_WHAT YOU ARE ASKED TO DO:_
Find every line in the rows below that contains the word "bridge", and copy each of those lines.

[Location identification entries]

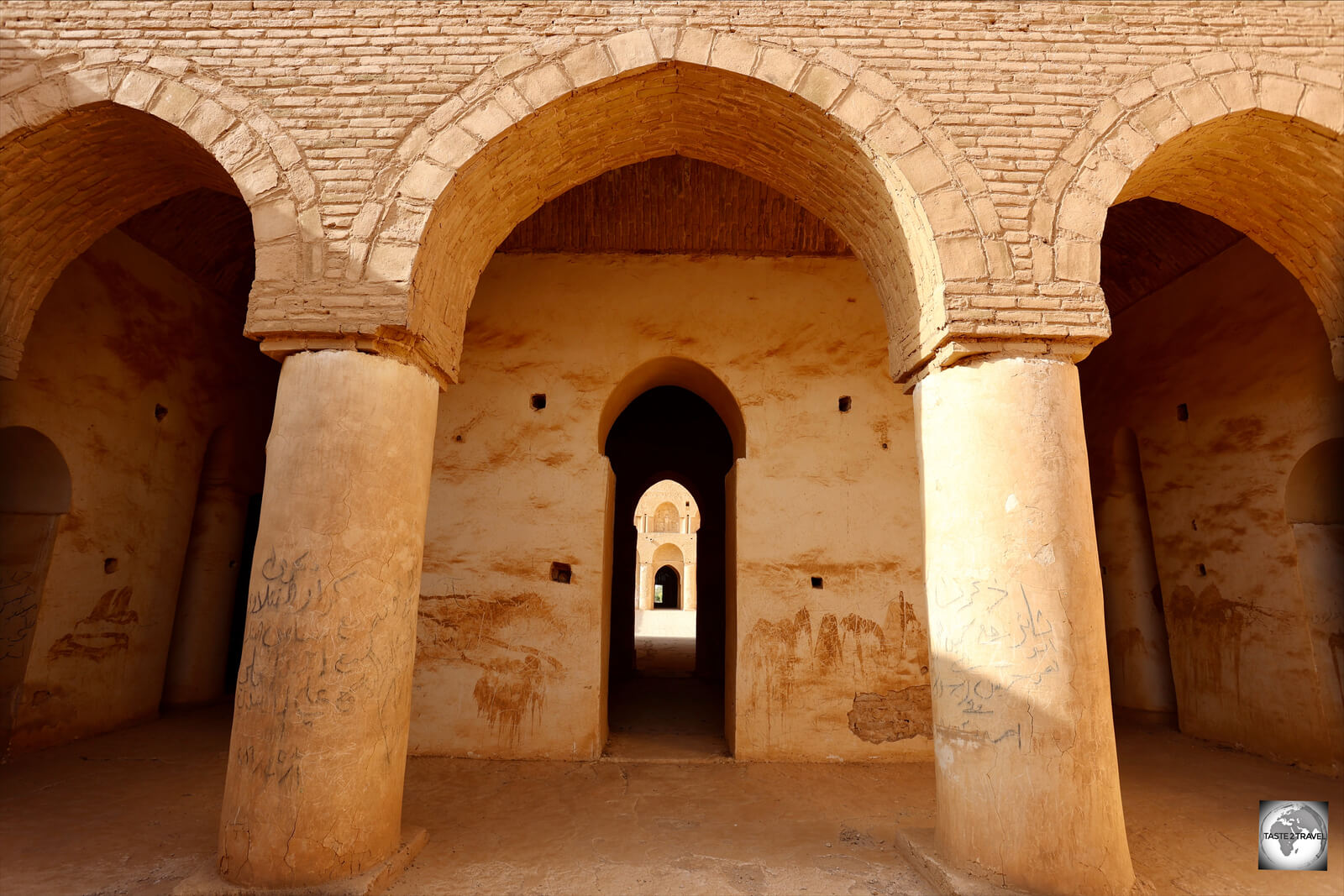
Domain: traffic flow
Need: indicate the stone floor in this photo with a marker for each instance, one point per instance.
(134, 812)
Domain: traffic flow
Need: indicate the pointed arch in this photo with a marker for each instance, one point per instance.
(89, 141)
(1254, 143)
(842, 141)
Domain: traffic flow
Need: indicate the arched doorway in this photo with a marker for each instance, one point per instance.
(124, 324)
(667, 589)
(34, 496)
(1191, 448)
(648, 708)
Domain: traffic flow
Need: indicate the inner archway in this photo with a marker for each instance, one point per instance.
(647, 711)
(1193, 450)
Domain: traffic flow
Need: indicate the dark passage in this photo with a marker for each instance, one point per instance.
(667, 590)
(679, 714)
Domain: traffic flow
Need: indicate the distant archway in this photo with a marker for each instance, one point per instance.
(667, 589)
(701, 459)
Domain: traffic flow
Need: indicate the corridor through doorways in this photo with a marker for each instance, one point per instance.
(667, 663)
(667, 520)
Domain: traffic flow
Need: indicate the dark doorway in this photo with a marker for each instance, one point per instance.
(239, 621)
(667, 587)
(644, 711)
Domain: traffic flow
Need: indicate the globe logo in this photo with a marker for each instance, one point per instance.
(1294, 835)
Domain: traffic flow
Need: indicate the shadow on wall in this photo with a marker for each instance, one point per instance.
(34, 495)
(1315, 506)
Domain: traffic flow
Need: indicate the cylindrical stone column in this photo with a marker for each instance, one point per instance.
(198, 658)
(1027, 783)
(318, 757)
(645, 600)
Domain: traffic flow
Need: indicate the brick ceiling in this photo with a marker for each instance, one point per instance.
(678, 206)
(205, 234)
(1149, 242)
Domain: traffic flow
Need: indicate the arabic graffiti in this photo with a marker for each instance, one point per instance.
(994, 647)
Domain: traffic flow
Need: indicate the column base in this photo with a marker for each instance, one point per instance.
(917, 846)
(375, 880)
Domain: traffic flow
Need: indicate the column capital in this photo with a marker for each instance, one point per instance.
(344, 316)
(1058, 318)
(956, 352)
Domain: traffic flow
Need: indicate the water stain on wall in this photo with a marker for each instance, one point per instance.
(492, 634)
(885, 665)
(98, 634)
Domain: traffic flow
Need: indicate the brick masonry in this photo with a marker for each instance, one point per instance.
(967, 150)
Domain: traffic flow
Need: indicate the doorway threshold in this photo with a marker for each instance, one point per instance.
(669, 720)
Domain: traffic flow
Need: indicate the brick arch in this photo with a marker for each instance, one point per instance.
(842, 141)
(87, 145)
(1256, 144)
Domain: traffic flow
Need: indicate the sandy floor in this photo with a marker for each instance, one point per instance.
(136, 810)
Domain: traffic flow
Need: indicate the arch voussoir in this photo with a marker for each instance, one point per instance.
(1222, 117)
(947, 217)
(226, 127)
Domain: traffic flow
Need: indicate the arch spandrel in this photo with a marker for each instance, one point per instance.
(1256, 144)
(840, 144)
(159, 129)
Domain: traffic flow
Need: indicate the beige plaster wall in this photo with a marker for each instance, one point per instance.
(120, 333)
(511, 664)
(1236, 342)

...

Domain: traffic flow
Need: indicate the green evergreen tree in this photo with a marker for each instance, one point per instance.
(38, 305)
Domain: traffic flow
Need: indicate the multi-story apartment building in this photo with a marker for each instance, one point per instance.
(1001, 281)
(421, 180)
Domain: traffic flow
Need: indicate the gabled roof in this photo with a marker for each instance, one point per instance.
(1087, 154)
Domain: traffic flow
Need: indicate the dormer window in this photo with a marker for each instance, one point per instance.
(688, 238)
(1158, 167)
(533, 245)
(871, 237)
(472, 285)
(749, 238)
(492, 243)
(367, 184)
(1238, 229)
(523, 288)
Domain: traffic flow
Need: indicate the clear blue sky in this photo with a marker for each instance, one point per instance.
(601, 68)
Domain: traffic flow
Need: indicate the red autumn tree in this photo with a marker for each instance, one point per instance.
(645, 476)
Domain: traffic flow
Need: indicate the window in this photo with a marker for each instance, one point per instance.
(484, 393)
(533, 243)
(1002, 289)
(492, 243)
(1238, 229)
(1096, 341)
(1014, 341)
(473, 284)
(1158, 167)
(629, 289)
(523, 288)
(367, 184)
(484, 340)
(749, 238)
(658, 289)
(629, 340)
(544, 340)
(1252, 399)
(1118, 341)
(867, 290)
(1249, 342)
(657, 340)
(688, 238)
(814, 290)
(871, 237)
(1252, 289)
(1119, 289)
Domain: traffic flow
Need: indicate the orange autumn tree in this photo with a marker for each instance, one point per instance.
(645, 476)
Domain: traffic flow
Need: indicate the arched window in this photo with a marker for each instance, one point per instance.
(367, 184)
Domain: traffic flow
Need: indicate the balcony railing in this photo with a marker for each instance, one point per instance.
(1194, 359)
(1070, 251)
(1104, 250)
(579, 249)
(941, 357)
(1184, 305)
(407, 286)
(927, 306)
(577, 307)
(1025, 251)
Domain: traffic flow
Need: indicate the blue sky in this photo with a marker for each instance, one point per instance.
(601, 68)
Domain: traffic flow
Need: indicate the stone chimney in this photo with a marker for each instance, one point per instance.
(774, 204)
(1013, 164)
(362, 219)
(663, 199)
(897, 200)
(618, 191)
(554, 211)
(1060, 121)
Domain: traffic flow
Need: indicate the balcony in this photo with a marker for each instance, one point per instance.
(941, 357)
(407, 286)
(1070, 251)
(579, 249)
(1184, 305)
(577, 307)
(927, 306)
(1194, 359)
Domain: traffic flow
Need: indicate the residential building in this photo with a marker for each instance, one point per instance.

---

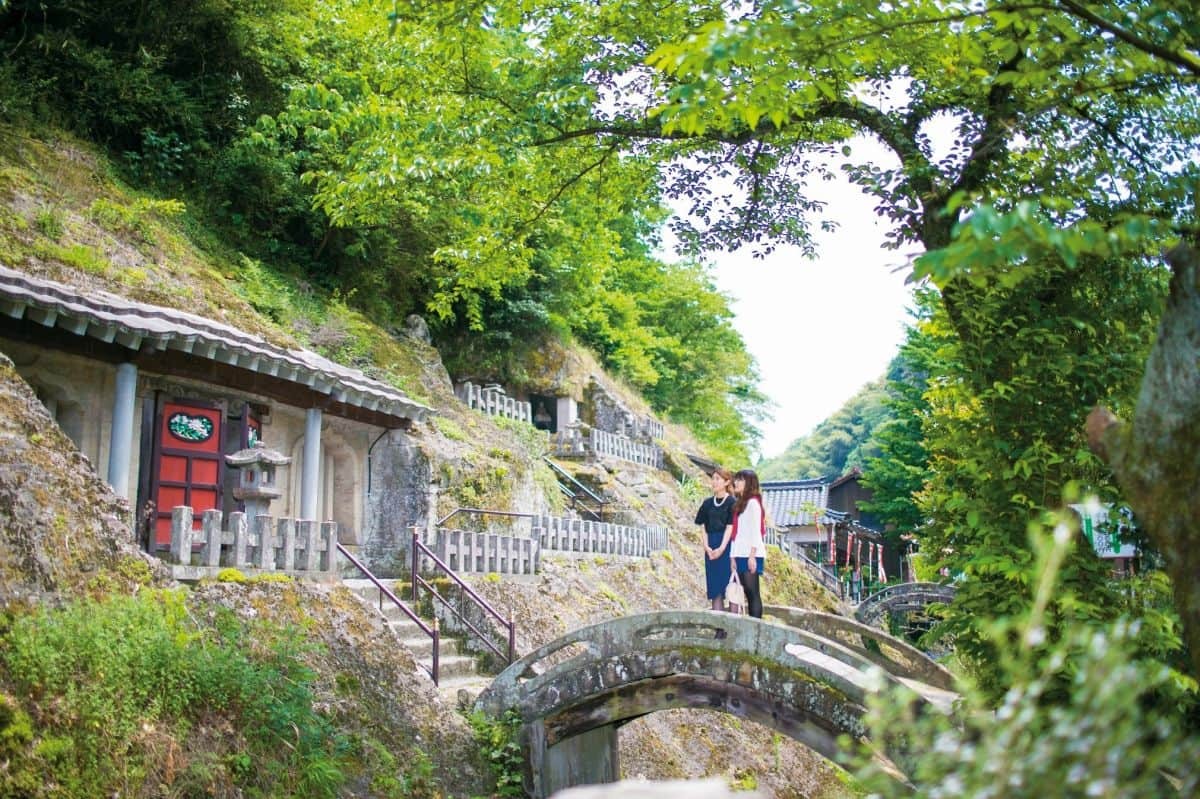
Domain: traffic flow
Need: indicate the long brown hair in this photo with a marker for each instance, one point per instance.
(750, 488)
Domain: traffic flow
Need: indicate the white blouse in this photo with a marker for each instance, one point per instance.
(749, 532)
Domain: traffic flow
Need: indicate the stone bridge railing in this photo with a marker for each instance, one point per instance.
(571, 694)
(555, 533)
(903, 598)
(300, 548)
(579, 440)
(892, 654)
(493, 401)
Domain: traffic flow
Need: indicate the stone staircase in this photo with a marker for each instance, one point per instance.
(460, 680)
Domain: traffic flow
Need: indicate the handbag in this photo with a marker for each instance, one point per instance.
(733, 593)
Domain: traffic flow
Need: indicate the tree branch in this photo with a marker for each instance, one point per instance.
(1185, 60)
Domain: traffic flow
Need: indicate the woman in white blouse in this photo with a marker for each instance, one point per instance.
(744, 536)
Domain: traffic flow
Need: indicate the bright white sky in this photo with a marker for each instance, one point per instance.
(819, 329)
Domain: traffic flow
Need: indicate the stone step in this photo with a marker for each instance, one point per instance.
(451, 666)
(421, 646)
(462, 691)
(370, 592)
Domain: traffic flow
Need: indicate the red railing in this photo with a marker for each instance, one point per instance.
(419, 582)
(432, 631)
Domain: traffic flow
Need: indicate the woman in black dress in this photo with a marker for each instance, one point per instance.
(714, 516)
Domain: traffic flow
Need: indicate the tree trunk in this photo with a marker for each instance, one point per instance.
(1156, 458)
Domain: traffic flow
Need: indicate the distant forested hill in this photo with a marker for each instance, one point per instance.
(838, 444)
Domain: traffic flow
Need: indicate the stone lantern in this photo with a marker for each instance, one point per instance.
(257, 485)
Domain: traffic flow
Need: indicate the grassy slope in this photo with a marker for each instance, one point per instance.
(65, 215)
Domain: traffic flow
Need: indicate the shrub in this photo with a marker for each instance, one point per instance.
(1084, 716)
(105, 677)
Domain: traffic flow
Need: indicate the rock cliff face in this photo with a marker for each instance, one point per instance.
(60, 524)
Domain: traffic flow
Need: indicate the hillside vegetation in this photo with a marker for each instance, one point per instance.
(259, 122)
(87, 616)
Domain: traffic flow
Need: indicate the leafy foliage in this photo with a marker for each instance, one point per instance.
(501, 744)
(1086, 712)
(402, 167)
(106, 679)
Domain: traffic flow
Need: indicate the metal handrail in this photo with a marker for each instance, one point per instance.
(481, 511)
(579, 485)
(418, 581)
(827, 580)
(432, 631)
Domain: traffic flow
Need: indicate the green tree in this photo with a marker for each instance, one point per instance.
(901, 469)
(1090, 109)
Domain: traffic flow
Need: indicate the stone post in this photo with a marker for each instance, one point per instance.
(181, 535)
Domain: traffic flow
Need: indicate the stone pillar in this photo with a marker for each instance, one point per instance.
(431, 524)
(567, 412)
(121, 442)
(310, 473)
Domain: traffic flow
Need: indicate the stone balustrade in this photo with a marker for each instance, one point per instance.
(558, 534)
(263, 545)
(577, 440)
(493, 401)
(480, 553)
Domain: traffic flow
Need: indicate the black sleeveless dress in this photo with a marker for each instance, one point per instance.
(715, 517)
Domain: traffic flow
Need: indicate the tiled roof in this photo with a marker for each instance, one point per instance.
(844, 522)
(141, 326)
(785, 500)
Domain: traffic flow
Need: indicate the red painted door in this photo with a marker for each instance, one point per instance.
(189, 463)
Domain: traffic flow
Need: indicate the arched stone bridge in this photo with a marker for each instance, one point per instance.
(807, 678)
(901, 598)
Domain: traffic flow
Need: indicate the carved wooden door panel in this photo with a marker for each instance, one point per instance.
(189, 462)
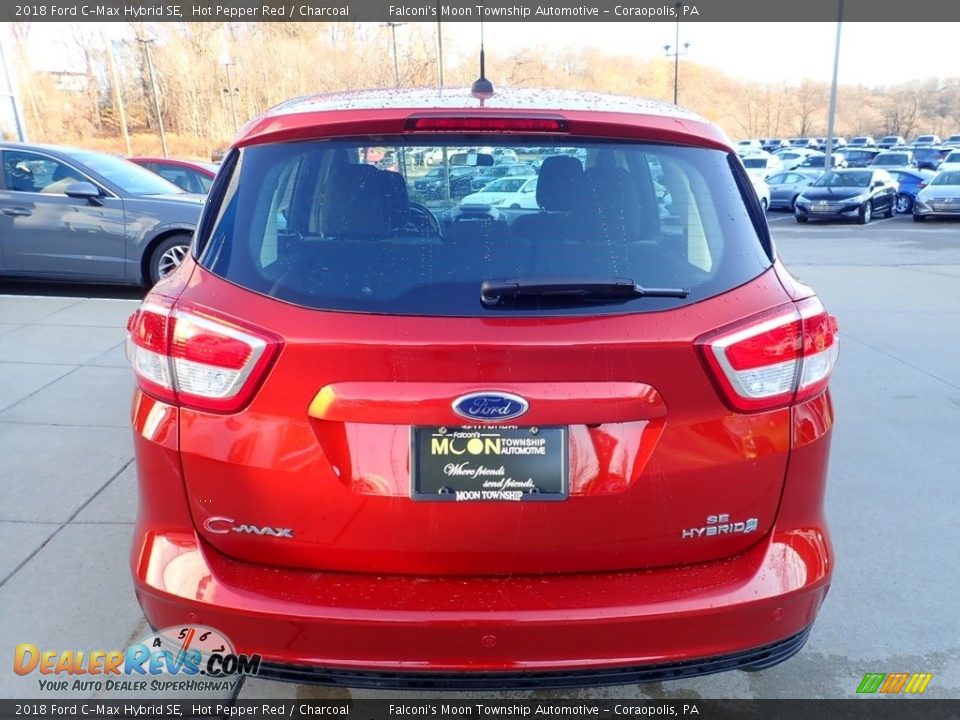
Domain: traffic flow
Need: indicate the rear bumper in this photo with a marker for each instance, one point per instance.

_FINAL RESULT:_
Need: indicate the stone bridge railing in this photo with a marker for each instance, one point per instance.
Need: indicate the arched stone bridge in this photo with a marker for each instance, one point per instance.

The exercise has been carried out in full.